Allen: We have staff people who just deal with optimizing social media – the launching pad for so many articles now – to reach an audience. For example, they make sure searches work as well as possible because so much of how people get to things is through searches.
The importance of social media was driven home to me when one of our regular contributors, Nick Morgan, began a Facebook page with some friends where he’ll ask a weekly question and invite answers. One of his first questions was, “Which blogs and websites do you look at, at least once a day, and go to see what you really need to know and find what you’re looking for?" What surprised me was how many people said, “There aren’t any that I go to right now. What I do is go to Facebook and LinkedIn and I see what people are talking about, and what they’re pointing me to. That’s how I know what to read.”
So we find with our leadership contributors, sometimes an article will take off and get hundreds of thousands of views, which is stunning. And sometimes this surge in readership takes place weeks or months after the article first appeared; generally that’s happening because people have started latching onto it and passing it around in social media. This is especially true with our leadership content on LinkedIn.
The world has been changing very much, not just in how news organizations work but in how communication works and how people get at stuff and how you get the word out. We focus very hard on staying on top of that.
Our very sharp, direct clear headlines help readers know immediately what an article is about. This does two things: It gets them to click on it, and it works better in Google because it will be about what people are searching for and looking for.
Keywords are mostly in the headline at this point. Keywords and metatext used to be big things five or 10 years ago; they are not anymore. Our platform on which we write and publish does some wonderful things. For example, as you write it suggests images, which we have already paid for. You can just click on one and put it right into your post and write a caption for it.
■ ■ ■
EXERCISE REQUIREMENTS:
(a) Condense the paragraph of the interview on online publishing that begins "So we find with our leadership contributors" into a short bulleted list that keeps its main facts.
(b) Carry the interview on online publishing forward from its final sentence, keeping the same speaker and topic.

MATERIAL SHOWN:
■ ■ ■
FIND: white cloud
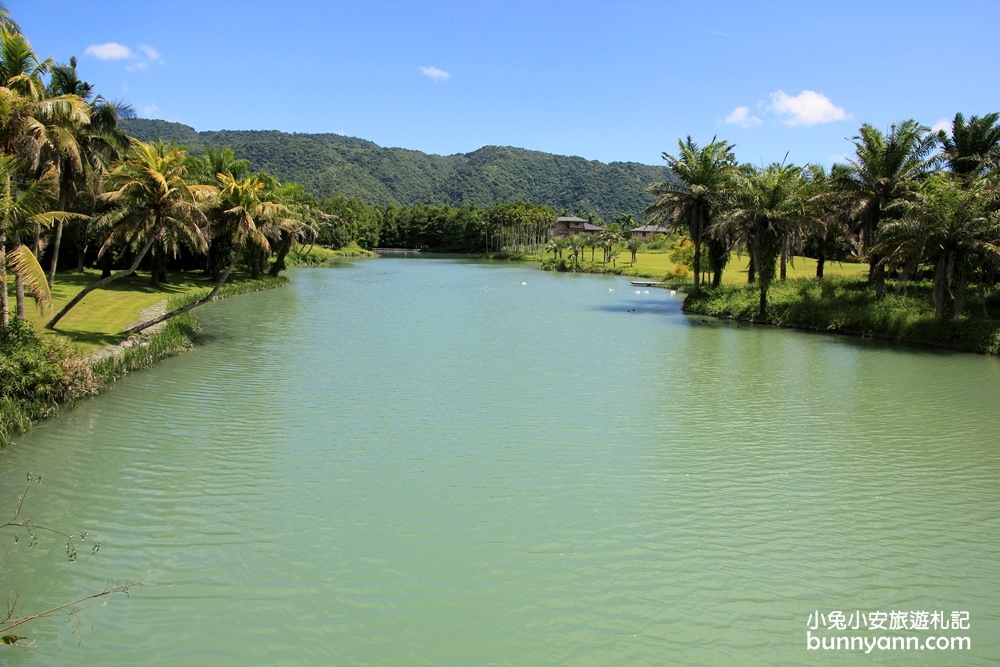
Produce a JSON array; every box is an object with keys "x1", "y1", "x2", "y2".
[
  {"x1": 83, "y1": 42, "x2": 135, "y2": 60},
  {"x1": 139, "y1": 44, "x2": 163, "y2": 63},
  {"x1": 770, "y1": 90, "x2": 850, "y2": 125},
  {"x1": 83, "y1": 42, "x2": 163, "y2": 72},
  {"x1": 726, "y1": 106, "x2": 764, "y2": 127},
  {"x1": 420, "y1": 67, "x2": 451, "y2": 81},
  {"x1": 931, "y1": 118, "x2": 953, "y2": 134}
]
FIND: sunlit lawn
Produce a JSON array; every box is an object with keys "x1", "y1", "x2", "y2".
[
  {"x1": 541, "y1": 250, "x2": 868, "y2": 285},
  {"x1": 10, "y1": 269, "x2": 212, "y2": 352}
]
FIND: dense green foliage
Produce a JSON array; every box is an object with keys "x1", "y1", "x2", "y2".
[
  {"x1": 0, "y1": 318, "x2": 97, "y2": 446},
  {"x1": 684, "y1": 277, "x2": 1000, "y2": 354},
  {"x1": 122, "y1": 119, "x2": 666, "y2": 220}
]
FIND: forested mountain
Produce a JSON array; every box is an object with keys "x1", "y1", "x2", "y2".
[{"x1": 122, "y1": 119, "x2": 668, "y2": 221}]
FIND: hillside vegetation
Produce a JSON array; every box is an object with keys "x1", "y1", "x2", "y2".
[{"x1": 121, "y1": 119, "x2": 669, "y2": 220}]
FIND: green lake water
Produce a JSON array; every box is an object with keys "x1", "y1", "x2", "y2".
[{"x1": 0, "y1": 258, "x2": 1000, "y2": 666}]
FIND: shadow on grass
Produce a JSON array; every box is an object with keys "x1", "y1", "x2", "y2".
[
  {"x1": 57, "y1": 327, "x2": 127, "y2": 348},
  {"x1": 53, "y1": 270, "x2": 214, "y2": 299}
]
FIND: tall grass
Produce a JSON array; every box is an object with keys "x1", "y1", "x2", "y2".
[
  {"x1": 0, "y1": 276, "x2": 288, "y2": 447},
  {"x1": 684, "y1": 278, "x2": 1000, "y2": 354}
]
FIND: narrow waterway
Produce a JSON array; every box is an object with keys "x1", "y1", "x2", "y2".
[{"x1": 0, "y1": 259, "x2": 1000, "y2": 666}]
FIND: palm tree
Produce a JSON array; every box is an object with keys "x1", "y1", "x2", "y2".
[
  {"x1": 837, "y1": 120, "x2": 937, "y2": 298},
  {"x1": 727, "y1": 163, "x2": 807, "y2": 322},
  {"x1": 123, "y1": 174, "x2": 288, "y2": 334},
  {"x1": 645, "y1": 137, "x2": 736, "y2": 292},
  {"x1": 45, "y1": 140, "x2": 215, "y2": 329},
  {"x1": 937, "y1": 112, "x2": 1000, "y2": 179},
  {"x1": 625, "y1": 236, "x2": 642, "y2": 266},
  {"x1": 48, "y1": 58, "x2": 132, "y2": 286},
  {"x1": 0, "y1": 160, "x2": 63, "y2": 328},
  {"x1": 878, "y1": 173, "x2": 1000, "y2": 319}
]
■ ■ ■
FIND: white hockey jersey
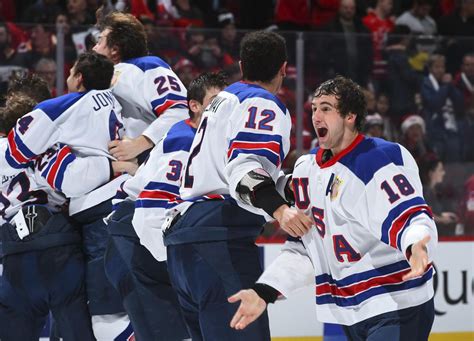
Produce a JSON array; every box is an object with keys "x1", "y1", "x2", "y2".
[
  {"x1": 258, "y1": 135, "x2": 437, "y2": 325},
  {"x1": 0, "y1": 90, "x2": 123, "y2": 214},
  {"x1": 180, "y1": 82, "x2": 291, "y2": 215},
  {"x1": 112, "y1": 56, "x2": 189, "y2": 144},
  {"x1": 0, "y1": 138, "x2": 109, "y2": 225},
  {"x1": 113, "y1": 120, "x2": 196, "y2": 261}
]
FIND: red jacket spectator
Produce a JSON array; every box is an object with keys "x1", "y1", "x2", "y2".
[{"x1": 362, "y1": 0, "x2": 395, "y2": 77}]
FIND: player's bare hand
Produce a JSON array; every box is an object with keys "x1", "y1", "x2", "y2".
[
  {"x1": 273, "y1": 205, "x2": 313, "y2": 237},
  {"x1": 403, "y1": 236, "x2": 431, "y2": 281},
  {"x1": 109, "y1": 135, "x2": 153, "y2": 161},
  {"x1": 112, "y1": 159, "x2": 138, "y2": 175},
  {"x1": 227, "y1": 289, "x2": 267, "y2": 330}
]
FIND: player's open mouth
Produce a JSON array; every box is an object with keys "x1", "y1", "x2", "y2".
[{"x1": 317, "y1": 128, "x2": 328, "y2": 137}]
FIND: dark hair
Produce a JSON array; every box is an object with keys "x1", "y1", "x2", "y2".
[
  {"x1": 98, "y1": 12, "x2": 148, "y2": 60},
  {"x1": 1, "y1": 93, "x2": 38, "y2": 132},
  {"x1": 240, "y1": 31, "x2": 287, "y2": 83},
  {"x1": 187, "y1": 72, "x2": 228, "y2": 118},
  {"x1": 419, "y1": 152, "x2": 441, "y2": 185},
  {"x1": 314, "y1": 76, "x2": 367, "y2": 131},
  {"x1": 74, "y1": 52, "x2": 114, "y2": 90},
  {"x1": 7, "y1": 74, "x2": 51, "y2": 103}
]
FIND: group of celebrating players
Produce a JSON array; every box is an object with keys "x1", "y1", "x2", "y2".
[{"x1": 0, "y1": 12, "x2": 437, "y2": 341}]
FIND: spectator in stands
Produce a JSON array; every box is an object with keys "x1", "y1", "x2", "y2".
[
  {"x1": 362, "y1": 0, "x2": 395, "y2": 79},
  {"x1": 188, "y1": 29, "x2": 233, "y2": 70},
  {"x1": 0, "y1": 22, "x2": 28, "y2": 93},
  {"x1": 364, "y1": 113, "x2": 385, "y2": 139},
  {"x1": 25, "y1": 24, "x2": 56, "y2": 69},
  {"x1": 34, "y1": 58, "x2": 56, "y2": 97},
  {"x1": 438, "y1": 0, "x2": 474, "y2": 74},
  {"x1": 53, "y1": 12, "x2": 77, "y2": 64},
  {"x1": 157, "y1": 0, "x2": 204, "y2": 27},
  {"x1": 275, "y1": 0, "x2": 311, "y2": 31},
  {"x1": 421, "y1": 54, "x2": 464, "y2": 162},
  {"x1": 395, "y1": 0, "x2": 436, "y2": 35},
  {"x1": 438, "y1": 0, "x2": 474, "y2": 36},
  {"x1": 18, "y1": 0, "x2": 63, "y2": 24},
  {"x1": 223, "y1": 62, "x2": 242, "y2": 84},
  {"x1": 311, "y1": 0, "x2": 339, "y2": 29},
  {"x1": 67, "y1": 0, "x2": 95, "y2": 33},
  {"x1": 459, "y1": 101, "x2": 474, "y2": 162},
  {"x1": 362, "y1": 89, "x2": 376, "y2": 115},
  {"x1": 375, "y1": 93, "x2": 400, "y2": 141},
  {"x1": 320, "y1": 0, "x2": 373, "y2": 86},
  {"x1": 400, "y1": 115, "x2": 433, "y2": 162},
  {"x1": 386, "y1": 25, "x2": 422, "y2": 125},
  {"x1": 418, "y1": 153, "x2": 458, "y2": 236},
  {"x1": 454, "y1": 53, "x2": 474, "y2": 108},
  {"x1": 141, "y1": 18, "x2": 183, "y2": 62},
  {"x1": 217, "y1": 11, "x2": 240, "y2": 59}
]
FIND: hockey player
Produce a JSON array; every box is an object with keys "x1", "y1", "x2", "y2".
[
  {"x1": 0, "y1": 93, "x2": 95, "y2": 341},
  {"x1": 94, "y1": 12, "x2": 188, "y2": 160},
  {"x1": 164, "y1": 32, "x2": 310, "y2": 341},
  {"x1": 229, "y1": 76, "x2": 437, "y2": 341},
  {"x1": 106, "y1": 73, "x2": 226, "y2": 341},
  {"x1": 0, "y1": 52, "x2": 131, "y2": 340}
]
■ ■ ■
SET OF ANSWERS:
(a)
- Some leadership articles take off and reach hundreds of thousands of views.
- The surge in readers sometimes comes weeks or months after an article first appears.
- This generally happens because people latch onto the article and pass it around on social media.
- It is especially true of leadership content on LinkedIn.

(b)
Our platform also suggests what are called tags, which are sort of keywords that it just comes up with as you type -- for example, when it sees a name of a famous person. A lot of it is just headline writing, which to some extent is an art. It doesn’t come down to a cold science. There’s a little bit of alchemy in all of this.
I myself have written posts that I might have thought had an equal chance of doing well. One might get a few hundred views and the other might get more than 100,000. To some extent you can’t completely tell.
Bloom Group: How do you decide which are topics that people might be interested to learn about?
Allen: We look at what’s trending on social media and what people are looking for. In leadership, for instance, LinkedIn is especially valuable; because leadership is so much about work, career and so on.
It’s all happened very fast and it’s still developing and changing, and we’re learning it as we go, on the fly. Once we learn something it starts to change again. LinkedIn hasn’t been around that long, and at first we felt it would be valuable just for career advice such as getting a promotion or raise. But we’ve discovered that it’s also very valuable for disseminating stories. We had a piece a week or two ago from a contributor (Adam Hartung) that had more than 300,000 hits, and LinkedIn was a big part of it. It was about all the turmoil among certain very prominent CEOs right now, five CEOs who should have been fired a long time ago. That took off on LinkedIn, Reddit and other places too — one or two I’d never even heard of.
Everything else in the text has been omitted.